Rewrite all of the data below as a Markdown table with the columns Row and Line. Put a running number in Row and each line in Line, and leave out any blank lines.
+++ Supplied records
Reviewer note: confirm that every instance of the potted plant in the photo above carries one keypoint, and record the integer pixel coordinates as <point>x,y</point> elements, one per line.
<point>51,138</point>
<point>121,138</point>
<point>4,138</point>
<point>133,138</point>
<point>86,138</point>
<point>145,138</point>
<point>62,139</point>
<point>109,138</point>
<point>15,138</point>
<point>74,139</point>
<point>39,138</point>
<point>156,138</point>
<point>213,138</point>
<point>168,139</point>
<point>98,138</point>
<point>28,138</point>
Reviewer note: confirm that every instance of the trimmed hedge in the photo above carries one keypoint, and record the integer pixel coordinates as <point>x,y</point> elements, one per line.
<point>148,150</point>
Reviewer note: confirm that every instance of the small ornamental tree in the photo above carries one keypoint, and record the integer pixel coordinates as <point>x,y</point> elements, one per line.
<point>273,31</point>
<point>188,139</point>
++++++
## Task response:
| Row | Line |
|---|---|
| 1 | Reviewer note: confirm that every instance of the potted plant in the photo above carries one keypoint, and record the integer pixel coordinates as <point>x,y</point> elements, one per line. |
| 2 | <point>51,138</point> |
| 3 | <point>121,138</point> |
| 4 | <point>4,138</point> |
| 5 | <point>133,138</point> |
| 6 | <point>86,138</point> |
| 7 | <point>145,138</point> |
| 8 | <point>62,139</point> |
| 9 | <point>109,138</point> |
| 10 | <point>15,138</point> |
| 11 | <point>74,139</point> |
| 12 | <point>39,138</point> |
| 13 | <point>156,138</point> |
| 14 | <point>213,138</point> |
| 15 | <point>168,139</point> |
| 16 | <point>98,138</point> |
| 17 | <point>28,138</point> |
| 18 | Reviewer note: confirm that every instance of the trimmed hedge in the photo above carries one keypoint, and record the integer pixel coordinates as <point>x,y</point> elements, one per line. |
| 19 | <point>148,150</point> |
| 20 | Reviewer note: confirm that every instance of the small ornamental tree in the photo above carries one keypoint, and record the integer pixel coordinates as <point>x,y</point> elements, one per line. |
| 21 | <point>273,31</point> |
| 22 | <point>188,139</point> |